### Задания
a) Ответьте по тексту о документальности в пьесах Коляды:
(i) Какую форму произведения выбрал автор как наиболее соответствующую своему замыслу?
(ii) Какое из СМИ особенно преуспело в умении создавать «документ»?
(iii) Какой формат, согласно цитате Е. Сальниковой, стал одним из самых востребованных?
b) Выведите фрагмент текста о документальности в пьесах Коляды между «Читайте также: |» и «пополняет ряды симулякров.» включительно.
c) Продолжите текст о документальности в пьесах Коляды, начиная после его последнего предложения.

### Документ

Читайте также: |
|
Подобно поиску настоящей жизни героями, сам автор ищет настоящее произведение, способ изображения, не искажающий реальность. Для этого – как мы убедились ранее – им была выбрана форма «документального» произведения как наиболее соответствующая его замыслу, способная передать реальность и вещественность чужой жизни.
Но создавая «документальное» произведение, автор использует определенные приемы. А это значит, что за реальное и документальное можно выдать все, что угодно. «Документальность» – это тоже способ симуляции реальности, наиболее правдоподобный способ. Документализация пьес Коляды – это один из процессов создания тех самых образов/знаков реальности.
Возникает проблема. Очевидно, что сам автор осознает то, что «документальный» способ изображения не отражает реальность, а только делает вид. То, что выглядит как реальный факт, на самом деле пополняет ряды симулякров.
Здесь следует отдельно поговорить об имитации документа (как свидетельства о реальных фактах). Изначально документ призван фиксировать реальность, не искажая ее. На практике же документальность часто оказывается только эффектом, производимым совокупностью определенных приемов и узнаваемых черт, она оказывается «документальностью». Знание того, каким способом можно создать «документ», позволяет использовать его как средство манипуляции. Умение создавать «документ» (теперь не иначе, как в кавычках) было взято на вооружение СМИ, особенно в этом преуспело телевидение. Е. Сальникова отмечает: «В последние годы на российском телевидении неуклонно росло число отсылов к тому, что именуется достоверностью, убедительностью экранной жизни. Вокруг этих понятий ходят кругами и обозначают их по-разному – правдивость и “честный детектив”, натуральность запечатления и “реальные кадры”, “как это было” и “как это выглядит”. Формат “реалити” стал одним из самых востребованных» [247]. На телевидении создается общая мифологическая питательная среда, в которой встречаются отдельные черты документальности, достоверности, правдивых фактов, тонко подмеченных бытовых деталей, точно переданных психологических нюансов [Там же]. Размывание жестких границ между документальным и вымышленным становится неотъемлемым условием игры.

### Записи с контурами размеченных областей
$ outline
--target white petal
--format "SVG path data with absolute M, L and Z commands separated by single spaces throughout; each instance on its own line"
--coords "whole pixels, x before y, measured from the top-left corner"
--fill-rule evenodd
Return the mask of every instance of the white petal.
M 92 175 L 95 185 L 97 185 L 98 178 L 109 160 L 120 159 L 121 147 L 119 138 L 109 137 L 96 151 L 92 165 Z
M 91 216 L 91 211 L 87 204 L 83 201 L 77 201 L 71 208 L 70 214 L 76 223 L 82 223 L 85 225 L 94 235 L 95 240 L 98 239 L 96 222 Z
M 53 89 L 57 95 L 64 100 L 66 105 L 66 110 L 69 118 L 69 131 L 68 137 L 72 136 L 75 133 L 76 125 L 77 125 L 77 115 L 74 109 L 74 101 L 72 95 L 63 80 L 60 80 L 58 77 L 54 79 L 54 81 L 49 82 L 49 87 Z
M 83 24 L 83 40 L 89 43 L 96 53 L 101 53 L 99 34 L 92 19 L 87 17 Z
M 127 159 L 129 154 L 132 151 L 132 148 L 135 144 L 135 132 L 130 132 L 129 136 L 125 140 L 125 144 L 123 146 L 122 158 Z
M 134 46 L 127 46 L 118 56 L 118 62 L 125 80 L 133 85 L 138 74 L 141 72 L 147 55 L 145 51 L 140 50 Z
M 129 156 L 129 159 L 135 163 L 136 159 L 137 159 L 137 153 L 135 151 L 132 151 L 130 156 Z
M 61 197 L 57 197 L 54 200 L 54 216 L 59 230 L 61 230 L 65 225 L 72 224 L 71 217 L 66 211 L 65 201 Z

### Ответы
a)
(i) Форму «документального» произведения.
(ii) Телевидение.
(iii) Формат «реалити».

b)
Читайте также: |
|
Подобно поиску настоящей жизни героями, сам автор ищет настоящее произведение, способ изображения, не искажающий реальность. Для этого – как мы убедились ранее – им была выбрана форма «документального» произведения как наиболее соответствующая его замыслу, способная передать реальность и вещественность чужой жизни.
Но создавая «документальное» произведение, автор использует определенные приемы. А это значит, что за реальное и документальное можно выдать все, что угодно. «Документальность» – это тоже способ симуляции реальности, наиболее правдоподобный способ. Документализация пьес Коляды – это один из процессов создания тех самых образов/знаков реальности.
Возникает проблема. Очевидно, что сам автор осознает то, что «документальный» способ изображения не отражает реальность, а только делает вид. То, что выглядит как реальный факт, на самом деле пополняет ряды симулякров.

c)
Но имитация реальности не только обманывает, но и притупляет чувство самой реальности, способность отличать настоящее от «как настоящего». Поэтому все понятия принадлежавшие реальности, становятся условностями. Поэтому документ воспринимается исключительно как «документ», и «документальность» правомерно употреблять только в кавычках. Сама реальность закавычивается, потому что уже невозможно определить, где предмет, а где лишь знак без референта.
Мы живем в то время, когда настоящее и как настоящее – это одно и то же. Современный человек зачастую не делает различий между этими двумя реальностями, он не задумывается об этом. Виртуальная реальность выигрывает, и настоящая жизнь вынуждена функционировать по законам искусственной. Об этом говорил Ж. Бодрийяр: «Речь не идет больше о ложной репрезентации реальности (идеология), речь идет о том, чтобы скрыть, что реальное больше не реально, и, таким образом, о том, чтобы спасти принцип реальности» [34, с. 31]. Теперь жизнь выстраивается согласно искусственно созданным традициям, которых никогда не было; она строится по модели телесериалов и ток-шоу. Она наполняется симулякрами, знаками без референта. Реальный предмет и симулякр имеют теперь одинаковое значение. Любая история при правильной подаче выглядит реальной. Все предметы имеют одинаковый статус. Обмен знаниями уступает место обмену впечатлениями – хорошо то, что мне понравилось. Факта более нет, есть мнение, которое и определяет все.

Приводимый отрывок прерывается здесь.